● Written instruction: Reproduce verbatim the lines of the items below, starting with the line that contains "Where in this image is the paved" and continuing through the end of the items.

═══ Material supplied ═══

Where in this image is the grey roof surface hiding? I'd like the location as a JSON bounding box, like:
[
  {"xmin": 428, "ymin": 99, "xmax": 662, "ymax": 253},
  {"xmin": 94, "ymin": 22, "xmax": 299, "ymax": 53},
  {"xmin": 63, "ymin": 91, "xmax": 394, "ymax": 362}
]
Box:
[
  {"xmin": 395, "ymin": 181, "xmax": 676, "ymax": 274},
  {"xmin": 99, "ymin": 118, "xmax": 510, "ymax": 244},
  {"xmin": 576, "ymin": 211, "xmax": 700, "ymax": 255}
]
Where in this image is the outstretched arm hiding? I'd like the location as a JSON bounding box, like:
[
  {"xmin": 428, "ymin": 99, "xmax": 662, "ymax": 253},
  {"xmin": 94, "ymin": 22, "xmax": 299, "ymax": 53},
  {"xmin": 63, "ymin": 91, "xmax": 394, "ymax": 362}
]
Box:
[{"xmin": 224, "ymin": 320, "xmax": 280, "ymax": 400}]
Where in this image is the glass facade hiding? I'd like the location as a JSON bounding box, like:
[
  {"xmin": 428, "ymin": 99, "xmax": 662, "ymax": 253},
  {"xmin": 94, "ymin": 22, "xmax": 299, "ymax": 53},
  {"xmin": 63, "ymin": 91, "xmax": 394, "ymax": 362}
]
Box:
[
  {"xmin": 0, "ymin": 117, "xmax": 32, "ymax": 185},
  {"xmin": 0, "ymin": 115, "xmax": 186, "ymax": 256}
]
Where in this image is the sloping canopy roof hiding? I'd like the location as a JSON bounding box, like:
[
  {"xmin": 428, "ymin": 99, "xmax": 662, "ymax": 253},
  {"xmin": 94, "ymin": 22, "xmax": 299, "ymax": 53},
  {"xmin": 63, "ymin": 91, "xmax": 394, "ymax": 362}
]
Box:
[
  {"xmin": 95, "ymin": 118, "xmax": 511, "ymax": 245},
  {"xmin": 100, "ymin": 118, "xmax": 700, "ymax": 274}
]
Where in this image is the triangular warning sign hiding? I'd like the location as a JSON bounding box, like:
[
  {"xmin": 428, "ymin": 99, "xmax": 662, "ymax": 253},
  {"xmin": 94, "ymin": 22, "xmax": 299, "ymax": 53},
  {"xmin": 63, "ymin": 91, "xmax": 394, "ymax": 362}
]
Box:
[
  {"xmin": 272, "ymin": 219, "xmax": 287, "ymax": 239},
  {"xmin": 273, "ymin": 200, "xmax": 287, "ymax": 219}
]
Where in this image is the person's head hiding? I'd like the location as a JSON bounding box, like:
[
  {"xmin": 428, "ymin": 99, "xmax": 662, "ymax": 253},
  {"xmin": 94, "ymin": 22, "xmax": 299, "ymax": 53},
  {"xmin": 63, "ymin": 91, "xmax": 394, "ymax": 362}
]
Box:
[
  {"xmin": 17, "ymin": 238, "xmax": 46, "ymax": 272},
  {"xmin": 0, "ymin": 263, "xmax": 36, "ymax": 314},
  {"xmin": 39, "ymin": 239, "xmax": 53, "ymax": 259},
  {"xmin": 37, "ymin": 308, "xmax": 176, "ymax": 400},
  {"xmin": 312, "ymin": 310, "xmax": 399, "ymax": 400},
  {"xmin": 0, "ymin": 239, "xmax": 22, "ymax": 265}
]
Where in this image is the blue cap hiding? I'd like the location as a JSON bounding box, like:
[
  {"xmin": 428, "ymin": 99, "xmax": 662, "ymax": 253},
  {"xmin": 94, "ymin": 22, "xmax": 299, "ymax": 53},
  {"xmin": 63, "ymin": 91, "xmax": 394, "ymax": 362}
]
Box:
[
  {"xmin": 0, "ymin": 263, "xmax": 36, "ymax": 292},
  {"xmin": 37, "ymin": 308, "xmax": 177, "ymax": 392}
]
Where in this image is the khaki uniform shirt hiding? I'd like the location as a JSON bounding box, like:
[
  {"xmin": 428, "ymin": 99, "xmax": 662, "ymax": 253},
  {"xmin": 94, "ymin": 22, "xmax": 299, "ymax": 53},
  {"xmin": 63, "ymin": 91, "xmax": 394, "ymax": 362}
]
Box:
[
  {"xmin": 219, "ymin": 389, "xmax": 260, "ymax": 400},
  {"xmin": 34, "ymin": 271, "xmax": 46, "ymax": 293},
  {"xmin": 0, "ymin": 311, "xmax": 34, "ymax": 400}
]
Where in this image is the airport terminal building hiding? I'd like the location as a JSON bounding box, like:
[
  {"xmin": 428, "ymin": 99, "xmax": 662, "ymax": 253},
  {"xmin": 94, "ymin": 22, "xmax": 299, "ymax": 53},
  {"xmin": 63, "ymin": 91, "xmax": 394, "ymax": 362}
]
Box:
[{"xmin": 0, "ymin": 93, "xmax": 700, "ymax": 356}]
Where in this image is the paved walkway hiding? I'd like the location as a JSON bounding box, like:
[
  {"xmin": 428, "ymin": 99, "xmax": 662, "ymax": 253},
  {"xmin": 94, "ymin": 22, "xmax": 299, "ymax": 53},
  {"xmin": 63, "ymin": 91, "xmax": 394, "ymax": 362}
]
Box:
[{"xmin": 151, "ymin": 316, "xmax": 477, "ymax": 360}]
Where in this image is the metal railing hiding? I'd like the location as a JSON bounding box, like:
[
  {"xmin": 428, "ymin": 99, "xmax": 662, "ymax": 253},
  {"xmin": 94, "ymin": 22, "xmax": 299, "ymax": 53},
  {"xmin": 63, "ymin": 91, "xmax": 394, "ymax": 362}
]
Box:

═══

● Written response:
Where in this image is the paved walkway hiding? I'd like the location as a JSON bounding box, like:
[
  {"xmin": 428, "ymin": 99, "xmax": 662, "ymax": 253},
  {"xmin": 94, "ymin": 22, "xmax": 299, "ymax": 53},
  {"xmin": 63, "ymin": 91, "xmax": 394, "ymax": 362}
]
Box:
[{"xmin": 151, "ymin": 316, "xmax": 477, "ymax": 360}]
Where in this image is the metal railing hiding? I'd like the location as a JSON bounding box, like:
[
  {"xmin": 428, "ymin": 99, "xmax": 662, "ymax": 253},
  {"xmin": 94, "ymin": 22, "xmax": 299, "ymax": 53},
  {"xmin": 63, "ymin": 91, "xmax": 394, "ymax": 362}
]
Box:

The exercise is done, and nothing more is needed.